Mettant à part le havre artificiel où se réfugient ceux qui demeurent fidèles aux certitudes religieuses, les hauts courants de l’humanité civilisée oscillent en apparence entre deux doctrines contraires. D’ailleurs, ces deux doctrines, parallèles mais inverses, ont de tout temps, traversé, comme des fleuves ennemis, les champs de la morale humaine. Mais jamais leur lit ne fut aussi nettement, aussi rigidement creusé. Ce qui n’était autrefois que de l’altruisme et de l’égoïsme instinctifs, diffus, aux flots souvent mêlés, est devenu récemment l’altruisme et l’égoïsme absolus et systématiques. À leurs sources, non pas renouvelées mais remuées, se trouvent deux hommes de génie : Tolstoï et Nietsche. Mais, comme je l’ai dit, ce n’est qu’en apparence que ces deux doctrines se partagent le monde de l’éthique. Ce n’est nullement à l’un ou l’autre de ces points trop extrêmes que se joue le véritable drame de la conscience moderne. Ils ne marquent guère, perdus dans l’espace, que deux buts chimériques, auxquels personne ne songe à arriver. L’une de ces doctrines reflue violemment vers un passé qui n’exista jamais tel qu’elle se le représente ; l’autre bouillonne cruellement vers un avenir que rien ne fait prévoir. Entre ces deux rêves, les enveloppant d’ailleurs et les débordant de toutes parts, passe la réalité dont ils n’ont point tenu compte. C’est dans cette réalité dont chacun de nous porte en soi l’image, que nous devons étudier la formation de la morale qui soutient aujourd’hui notre vie. Ai-je besoin d’ajouter qu’en employant le mot « morale » je n’entends point parler des pratiques de l’existence quotidienne qui ressortissent aux usages et à la mode, mais des grandes lois qui déterminent l’homme intérieur ?

(Entrées tirées d'une collection)
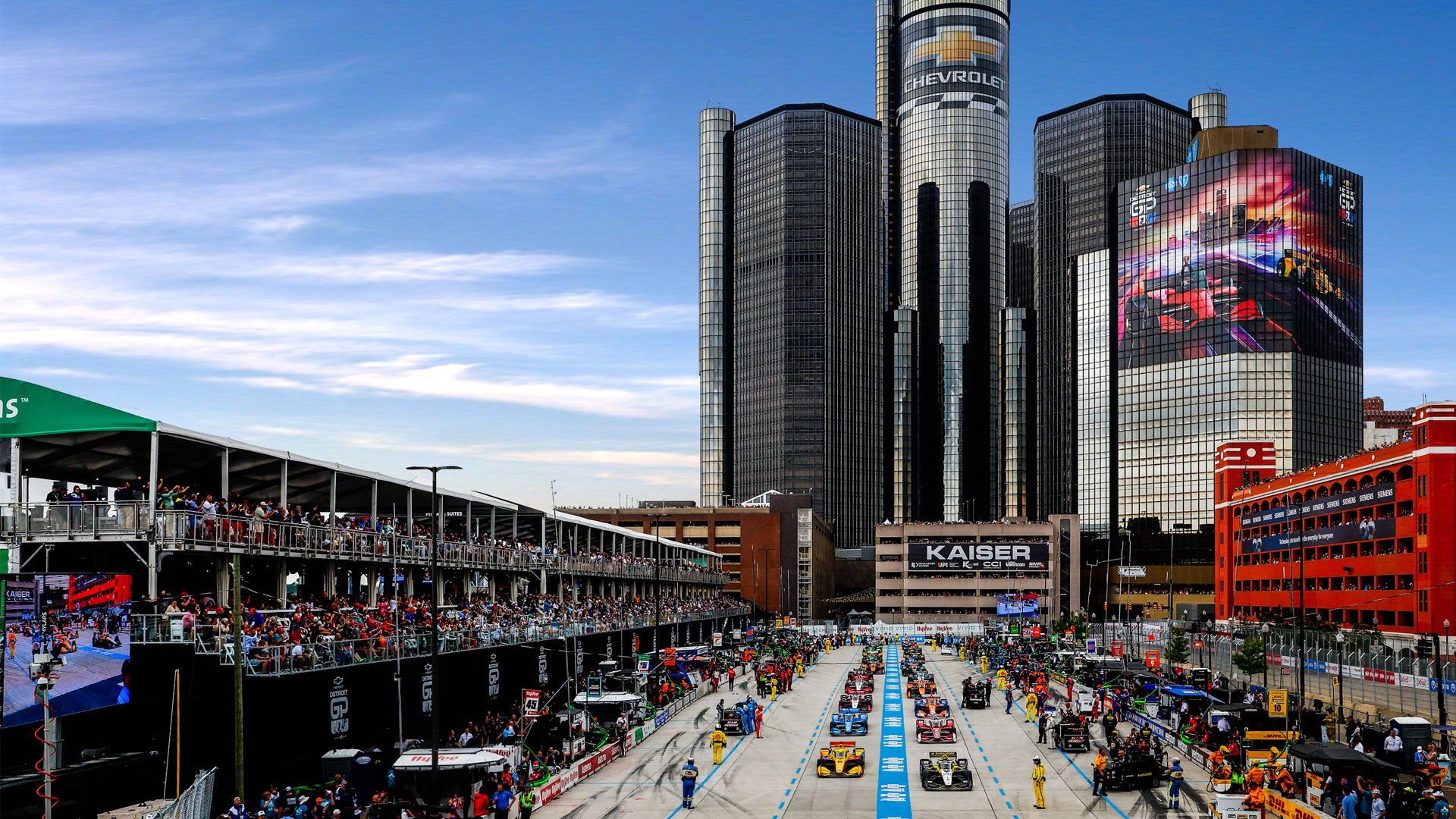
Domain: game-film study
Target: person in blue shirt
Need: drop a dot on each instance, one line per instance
(689, 783)
(1174, 784)
(1347, 805)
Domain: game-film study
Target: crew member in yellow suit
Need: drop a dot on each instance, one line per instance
(1038, 783)
(718, 741)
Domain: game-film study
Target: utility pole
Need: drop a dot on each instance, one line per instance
(237, 673)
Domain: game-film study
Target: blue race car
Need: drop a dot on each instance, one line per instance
(849, 723)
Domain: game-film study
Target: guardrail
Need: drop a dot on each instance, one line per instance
(194, 531)
(264, 659)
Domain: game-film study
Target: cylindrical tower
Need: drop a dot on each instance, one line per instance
(714, 295)
(951, 159)
(1210, 110)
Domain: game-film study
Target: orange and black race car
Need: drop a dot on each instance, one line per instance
(840, 760)
(921, 689)
(932, 707)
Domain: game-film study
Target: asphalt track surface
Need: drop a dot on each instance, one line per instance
(774, 777)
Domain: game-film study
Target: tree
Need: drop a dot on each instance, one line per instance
(1177, 649)
(1251, 657)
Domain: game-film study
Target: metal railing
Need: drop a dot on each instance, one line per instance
(264, 659)
(194, 531)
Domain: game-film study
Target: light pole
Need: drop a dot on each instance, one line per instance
(435, 620)
(1440, 689)
(1340, 648)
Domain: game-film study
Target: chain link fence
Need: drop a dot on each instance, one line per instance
(196, 802)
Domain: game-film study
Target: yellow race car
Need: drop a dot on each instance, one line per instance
(840, 760)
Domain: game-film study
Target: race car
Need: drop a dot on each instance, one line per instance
(840, 760)
(976, 695)
(935, 729)
(849, 723)
(731, 723)
(1071, 735)
(932, 707)
(946, 771)
(1134, 771)
(921, 689)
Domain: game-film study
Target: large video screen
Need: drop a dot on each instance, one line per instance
(80, 617)
(1254, 251)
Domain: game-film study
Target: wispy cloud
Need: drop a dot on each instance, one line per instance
(121, 67)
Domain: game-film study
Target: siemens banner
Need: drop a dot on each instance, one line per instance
(979, 557)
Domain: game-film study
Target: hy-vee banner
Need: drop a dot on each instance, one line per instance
(979, 557)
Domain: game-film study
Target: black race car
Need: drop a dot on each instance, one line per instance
(1071, 735)
(1134, 771)
(935, 729)
(976, 695)
(946, 771)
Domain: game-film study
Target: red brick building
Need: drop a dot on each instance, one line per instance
(1376, 532)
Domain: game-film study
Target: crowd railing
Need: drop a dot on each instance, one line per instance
(197, 531)
(265, 659)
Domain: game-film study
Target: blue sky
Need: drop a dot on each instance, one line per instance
(398, 232)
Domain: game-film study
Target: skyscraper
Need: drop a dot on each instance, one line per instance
(1082, 152)
(791, 305)
(943, 99)
(1018, 365)
(1238, 315)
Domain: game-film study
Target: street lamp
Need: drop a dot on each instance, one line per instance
(1266, 630)
(436, 591)
(1340, 648)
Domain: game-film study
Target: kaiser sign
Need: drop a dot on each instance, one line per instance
(977, 557)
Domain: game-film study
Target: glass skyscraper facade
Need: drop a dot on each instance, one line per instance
(943, 99)
(1082, 152)
(1238, 316)
(791, 302)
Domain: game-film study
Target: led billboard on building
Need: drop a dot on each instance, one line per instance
(1251, 251)
(977, 557)
(85, 618)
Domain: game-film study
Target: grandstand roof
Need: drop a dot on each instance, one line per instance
(73, 439)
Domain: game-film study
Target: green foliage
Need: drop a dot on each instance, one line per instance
(1178, 649)
(1250, 657)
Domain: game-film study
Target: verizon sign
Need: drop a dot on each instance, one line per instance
(979, 557)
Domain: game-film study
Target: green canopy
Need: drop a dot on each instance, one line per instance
(33, 410)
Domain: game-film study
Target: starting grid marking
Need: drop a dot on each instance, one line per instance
(893, 787)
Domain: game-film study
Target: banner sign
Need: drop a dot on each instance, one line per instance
(1345, 534)
(979, 557)
(893, 795)
(1321, 506)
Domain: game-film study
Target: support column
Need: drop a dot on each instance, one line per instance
(221, 579)
(281, 577)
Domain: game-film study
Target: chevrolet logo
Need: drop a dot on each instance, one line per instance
(957, 44)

> _Consignes de travail_:
Répondez brièvement aux questions suivantes sur l'extrait :
(a) Quels deux hommes de génie se trouvent aux sources des deux doctrines ?
(b) Vers quoi l'une de ces doctrines reflue-t-elle violemment ?
(c) Quelles pratiques le mot « morale » ne désigne-t-il pas dans l'extrait ?

> _Corrigé_:
(a) Tolstoï et Nietsche.
(b) Vers un passé qui n'exista jamais tel qu'elle se le représente.
(c) Les pratiques de l'existence quotidienne qui ressortissent aux usages et à la mode.